Exercise details: Search the material below for the string "negative". Return every line that holds it.

(Data supplied Opens)

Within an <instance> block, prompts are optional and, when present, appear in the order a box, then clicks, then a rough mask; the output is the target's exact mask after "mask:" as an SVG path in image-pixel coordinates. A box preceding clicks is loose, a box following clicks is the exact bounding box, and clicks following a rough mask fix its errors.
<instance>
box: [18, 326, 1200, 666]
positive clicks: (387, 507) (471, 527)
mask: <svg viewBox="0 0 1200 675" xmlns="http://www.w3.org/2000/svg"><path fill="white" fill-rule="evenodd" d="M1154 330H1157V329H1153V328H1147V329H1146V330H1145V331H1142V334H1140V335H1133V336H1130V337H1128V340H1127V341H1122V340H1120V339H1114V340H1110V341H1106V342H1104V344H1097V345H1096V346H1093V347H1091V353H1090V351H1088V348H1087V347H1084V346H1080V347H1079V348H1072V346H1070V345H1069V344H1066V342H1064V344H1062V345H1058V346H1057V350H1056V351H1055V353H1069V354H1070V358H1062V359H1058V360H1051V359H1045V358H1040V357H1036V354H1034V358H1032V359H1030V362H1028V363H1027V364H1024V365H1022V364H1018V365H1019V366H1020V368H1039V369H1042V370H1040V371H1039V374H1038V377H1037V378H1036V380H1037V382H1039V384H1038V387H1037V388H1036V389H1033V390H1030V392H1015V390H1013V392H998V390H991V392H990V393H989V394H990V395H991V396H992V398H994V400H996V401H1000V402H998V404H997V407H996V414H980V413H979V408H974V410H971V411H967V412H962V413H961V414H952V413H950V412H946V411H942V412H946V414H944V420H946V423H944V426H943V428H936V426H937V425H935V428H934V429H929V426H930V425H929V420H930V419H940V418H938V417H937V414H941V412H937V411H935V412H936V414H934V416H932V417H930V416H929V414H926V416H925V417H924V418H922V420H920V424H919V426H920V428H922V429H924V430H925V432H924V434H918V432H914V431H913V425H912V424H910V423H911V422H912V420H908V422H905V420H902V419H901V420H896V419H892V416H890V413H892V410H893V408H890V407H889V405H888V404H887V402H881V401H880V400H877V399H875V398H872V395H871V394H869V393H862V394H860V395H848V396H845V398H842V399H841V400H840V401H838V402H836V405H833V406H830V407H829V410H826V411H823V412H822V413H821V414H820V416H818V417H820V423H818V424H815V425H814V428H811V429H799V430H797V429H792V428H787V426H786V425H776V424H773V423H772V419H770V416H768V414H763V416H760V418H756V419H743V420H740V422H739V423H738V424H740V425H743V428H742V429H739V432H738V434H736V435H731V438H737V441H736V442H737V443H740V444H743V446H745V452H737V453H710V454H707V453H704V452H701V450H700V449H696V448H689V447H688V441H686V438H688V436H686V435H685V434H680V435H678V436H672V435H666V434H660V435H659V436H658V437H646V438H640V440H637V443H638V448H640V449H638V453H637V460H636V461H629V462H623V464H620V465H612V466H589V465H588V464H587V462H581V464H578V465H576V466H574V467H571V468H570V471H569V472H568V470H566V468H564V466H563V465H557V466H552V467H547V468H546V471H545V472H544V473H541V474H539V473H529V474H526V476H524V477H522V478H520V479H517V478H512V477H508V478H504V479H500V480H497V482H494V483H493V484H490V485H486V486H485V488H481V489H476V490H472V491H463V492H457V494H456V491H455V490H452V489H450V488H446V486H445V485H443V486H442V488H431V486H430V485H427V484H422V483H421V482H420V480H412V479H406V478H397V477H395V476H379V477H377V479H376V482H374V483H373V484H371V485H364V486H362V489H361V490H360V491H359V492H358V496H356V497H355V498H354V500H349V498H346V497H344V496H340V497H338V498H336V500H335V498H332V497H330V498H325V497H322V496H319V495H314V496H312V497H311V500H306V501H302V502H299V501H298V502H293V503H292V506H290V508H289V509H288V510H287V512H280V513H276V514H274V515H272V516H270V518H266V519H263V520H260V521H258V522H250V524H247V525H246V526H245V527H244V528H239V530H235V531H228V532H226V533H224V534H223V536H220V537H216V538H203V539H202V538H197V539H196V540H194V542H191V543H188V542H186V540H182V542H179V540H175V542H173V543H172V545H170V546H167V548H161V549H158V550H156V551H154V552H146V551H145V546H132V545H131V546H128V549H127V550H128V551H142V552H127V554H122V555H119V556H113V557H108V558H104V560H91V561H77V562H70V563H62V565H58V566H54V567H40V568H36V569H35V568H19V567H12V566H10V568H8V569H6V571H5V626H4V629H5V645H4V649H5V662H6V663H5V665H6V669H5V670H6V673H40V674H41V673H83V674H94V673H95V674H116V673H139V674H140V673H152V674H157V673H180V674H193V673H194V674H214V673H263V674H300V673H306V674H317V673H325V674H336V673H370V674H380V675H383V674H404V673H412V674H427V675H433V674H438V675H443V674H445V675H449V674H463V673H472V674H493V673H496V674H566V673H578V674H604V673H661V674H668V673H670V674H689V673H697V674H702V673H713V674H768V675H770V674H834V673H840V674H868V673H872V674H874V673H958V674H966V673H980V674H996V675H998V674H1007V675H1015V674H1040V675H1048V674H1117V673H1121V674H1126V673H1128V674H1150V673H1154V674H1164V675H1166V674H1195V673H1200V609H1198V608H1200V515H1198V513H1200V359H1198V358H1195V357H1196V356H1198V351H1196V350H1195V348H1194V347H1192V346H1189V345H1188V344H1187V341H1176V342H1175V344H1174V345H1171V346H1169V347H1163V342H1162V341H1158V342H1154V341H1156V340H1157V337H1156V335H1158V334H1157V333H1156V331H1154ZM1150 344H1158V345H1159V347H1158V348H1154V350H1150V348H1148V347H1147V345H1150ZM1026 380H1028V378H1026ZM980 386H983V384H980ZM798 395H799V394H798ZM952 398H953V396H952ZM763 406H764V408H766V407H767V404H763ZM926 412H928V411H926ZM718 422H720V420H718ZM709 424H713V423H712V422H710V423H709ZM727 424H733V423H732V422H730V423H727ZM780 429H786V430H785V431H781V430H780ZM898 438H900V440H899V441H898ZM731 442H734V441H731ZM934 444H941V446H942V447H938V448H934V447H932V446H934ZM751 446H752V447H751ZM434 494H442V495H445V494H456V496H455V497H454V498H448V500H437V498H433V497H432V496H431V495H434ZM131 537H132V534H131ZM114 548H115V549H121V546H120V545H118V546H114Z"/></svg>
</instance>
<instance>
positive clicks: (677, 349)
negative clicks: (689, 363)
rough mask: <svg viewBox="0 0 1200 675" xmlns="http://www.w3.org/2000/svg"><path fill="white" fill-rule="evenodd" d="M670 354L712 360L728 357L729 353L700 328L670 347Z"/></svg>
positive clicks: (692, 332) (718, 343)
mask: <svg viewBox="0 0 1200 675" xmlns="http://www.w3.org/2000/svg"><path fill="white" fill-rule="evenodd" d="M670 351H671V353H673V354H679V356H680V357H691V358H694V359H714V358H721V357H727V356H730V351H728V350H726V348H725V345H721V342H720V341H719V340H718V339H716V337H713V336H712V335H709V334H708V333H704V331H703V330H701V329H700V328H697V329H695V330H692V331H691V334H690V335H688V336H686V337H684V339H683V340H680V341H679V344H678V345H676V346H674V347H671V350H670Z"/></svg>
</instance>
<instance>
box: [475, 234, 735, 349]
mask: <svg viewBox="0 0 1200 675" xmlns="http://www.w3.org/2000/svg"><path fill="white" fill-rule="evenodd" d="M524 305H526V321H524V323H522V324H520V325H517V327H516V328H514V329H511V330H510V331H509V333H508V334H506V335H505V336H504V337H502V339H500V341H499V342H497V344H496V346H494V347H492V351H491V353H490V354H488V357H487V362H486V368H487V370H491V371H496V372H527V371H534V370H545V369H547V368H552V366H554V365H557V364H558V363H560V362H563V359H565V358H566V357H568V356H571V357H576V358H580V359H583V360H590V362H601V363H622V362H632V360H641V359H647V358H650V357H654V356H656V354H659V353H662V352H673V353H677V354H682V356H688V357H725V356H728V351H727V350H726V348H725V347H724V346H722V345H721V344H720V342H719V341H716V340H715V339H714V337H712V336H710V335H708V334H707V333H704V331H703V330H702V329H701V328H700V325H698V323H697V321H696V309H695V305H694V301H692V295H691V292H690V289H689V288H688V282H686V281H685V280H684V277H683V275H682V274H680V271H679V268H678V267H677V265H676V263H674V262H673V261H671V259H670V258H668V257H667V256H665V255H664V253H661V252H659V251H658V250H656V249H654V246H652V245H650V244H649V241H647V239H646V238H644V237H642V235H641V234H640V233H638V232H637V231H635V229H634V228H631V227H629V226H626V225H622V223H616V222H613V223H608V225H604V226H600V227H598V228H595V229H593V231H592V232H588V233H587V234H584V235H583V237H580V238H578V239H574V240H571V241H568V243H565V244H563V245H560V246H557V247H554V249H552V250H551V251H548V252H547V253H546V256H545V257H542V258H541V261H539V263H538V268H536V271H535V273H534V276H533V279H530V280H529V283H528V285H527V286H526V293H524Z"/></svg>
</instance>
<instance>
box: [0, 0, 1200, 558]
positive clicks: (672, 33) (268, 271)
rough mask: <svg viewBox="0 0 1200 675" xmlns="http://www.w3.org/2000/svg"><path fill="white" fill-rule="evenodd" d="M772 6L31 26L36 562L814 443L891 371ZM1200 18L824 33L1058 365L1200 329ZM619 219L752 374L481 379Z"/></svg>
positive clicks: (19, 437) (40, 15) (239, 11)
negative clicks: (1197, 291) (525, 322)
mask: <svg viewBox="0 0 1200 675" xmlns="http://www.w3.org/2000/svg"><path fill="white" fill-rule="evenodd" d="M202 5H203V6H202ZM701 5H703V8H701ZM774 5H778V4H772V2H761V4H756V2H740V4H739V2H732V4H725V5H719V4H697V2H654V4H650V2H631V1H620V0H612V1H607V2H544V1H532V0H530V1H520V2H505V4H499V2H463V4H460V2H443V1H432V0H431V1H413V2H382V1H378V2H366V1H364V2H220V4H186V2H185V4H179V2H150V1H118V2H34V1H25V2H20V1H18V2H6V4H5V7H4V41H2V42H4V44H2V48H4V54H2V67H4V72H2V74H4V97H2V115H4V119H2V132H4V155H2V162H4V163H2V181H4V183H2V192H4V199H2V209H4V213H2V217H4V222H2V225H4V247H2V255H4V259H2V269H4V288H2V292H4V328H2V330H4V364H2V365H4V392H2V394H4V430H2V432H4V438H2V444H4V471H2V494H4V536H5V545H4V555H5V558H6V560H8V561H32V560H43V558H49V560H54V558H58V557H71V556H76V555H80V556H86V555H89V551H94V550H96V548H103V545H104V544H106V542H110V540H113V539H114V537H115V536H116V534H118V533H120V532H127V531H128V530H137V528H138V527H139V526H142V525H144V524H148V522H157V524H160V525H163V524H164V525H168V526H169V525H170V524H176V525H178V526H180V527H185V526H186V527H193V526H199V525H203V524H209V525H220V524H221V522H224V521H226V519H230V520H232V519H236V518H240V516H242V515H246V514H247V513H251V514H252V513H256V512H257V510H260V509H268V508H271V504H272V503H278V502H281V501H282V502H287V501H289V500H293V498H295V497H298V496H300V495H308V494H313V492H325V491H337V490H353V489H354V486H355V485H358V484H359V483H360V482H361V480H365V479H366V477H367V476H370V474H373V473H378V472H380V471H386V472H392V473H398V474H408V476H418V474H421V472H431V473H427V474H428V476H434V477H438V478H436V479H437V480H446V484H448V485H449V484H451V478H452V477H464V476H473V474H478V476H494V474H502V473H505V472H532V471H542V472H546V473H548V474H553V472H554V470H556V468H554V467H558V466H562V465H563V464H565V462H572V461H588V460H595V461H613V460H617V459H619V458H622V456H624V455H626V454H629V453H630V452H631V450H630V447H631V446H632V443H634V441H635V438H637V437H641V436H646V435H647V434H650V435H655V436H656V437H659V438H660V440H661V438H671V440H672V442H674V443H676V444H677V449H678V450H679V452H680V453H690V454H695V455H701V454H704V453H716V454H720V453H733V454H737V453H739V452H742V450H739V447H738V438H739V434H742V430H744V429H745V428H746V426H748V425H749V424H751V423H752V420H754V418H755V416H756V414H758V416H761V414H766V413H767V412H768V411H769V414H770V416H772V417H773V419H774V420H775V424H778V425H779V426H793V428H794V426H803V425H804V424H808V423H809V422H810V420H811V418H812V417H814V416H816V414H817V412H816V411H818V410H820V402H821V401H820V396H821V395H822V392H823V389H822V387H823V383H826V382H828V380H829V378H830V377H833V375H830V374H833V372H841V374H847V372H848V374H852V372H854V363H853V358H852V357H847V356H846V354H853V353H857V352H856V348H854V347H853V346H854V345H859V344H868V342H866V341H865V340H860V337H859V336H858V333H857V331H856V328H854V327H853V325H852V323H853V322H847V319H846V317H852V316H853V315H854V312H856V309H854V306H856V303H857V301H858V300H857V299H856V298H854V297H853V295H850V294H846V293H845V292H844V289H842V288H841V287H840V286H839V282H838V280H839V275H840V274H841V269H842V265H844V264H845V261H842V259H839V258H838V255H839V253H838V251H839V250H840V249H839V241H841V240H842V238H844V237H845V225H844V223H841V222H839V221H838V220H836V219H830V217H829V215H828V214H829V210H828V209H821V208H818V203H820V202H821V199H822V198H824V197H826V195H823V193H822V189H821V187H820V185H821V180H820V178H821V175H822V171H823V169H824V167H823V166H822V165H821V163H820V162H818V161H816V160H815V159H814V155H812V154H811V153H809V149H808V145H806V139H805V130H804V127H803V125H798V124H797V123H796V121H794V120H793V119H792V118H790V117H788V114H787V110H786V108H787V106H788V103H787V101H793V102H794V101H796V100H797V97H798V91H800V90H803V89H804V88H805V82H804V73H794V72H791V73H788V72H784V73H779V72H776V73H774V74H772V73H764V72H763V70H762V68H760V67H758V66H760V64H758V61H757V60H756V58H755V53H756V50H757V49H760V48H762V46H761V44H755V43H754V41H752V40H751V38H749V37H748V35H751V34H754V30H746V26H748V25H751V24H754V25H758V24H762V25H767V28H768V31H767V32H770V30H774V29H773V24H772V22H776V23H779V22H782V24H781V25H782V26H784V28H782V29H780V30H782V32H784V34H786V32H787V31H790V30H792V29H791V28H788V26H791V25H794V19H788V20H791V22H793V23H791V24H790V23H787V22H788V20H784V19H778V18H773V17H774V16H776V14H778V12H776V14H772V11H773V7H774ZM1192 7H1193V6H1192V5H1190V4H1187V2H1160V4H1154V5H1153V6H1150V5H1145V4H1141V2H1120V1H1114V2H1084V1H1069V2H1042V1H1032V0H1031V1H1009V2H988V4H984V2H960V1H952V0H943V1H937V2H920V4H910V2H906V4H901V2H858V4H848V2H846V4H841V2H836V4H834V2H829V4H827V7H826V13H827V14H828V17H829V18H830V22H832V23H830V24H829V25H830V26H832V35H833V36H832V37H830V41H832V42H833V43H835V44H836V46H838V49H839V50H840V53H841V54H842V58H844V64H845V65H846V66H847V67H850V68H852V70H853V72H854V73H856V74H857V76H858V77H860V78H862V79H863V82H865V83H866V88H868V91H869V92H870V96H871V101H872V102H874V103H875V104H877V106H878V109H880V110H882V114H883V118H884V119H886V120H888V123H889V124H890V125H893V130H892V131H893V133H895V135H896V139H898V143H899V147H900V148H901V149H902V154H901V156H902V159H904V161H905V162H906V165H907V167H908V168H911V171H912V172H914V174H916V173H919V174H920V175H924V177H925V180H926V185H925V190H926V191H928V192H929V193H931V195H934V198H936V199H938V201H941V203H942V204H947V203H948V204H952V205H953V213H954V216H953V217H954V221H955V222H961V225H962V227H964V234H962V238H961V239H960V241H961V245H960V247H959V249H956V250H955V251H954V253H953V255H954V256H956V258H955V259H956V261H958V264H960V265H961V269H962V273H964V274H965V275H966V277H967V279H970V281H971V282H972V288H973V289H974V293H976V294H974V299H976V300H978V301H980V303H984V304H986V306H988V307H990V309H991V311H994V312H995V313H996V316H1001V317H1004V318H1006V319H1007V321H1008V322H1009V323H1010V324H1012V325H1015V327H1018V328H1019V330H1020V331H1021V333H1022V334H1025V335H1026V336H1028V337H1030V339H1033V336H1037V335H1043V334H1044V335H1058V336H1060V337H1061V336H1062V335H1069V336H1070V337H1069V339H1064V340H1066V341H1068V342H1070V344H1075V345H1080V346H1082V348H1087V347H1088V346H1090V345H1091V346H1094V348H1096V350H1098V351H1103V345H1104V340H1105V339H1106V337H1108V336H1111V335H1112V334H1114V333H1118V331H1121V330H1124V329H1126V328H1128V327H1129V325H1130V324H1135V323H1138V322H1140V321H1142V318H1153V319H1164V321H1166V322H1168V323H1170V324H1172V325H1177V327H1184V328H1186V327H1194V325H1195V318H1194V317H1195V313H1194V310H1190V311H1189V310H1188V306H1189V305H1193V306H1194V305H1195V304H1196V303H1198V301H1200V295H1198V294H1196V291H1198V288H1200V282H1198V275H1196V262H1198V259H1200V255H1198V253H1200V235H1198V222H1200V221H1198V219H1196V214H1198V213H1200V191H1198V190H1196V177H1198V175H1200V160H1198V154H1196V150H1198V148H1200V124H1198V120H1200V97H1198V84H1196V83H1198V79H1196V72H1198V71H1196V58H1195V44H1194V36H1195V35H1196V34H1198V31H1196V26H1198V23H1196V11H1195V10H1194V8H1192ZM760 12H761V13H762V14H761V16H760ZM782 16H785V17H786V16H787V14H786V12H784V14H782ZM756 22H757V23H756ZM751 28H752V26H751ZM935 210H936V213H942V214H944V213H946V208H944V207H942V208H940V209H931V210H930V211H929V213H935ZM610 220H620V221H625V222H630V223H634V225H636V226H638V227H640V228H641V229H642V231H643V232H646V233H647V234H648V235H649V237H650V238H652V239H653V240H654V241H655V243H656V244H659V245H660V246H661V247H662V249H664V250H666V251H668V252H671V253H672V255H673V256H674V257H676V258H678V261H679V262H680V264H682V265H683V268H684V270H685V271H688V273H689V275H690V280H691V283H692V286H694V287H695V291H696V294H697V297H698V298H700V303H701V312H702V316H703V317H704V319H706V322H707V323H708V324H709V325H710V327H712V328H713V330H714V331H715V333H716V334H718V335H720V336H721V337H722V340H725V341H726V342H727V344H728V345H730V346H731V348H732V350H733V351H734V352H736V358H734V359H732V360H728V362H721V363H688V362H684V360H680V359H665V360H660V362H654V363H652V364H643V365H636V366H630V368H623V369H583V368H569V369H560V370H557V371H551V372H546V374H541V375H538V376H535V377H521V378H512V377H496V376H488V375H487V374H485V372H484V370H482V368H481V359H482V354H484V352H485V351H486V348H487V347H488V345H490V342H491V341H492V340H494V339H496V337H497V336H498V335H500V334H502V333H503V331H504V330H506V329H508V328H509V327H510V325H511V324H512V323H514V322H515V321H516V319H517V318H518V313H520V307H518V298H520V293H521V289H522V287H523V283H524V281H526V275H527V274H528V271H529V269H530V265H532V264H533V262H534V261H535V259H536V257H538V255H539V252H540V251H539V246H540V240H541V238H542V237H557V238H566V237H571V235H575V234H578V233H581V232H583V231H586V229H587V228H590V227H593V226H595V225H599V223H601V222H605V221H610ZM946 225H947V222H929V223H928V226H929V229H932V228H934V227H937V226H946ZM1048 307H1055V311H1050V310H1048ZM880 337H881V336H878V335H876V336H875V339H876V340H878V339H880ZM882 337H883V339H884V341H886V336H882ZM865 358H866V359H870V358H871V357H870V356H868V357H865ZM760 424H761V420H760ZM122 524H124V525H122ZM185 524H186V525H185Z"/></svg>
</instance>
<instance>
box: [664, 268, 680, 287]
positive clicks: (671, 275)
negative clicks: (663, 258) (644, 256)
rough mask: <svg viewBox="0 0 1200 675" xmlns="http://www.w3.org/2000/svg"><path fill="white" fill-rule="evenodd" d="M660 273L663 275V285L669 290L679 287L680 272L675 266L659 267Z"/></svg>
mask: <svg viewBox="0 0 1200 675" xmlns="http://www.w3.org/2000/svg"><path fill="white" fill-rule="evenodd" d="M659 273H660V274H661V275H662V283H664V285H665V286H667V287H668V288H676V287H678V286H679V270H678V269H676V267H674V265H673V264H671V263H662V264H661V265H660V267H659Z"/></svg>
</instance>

(Data supplied Closes)

Written response:
negative clicks: (689, 363)
negative clicks: (1197, 291) (525, 322)
negative clicks: (663, 258) (644, 256)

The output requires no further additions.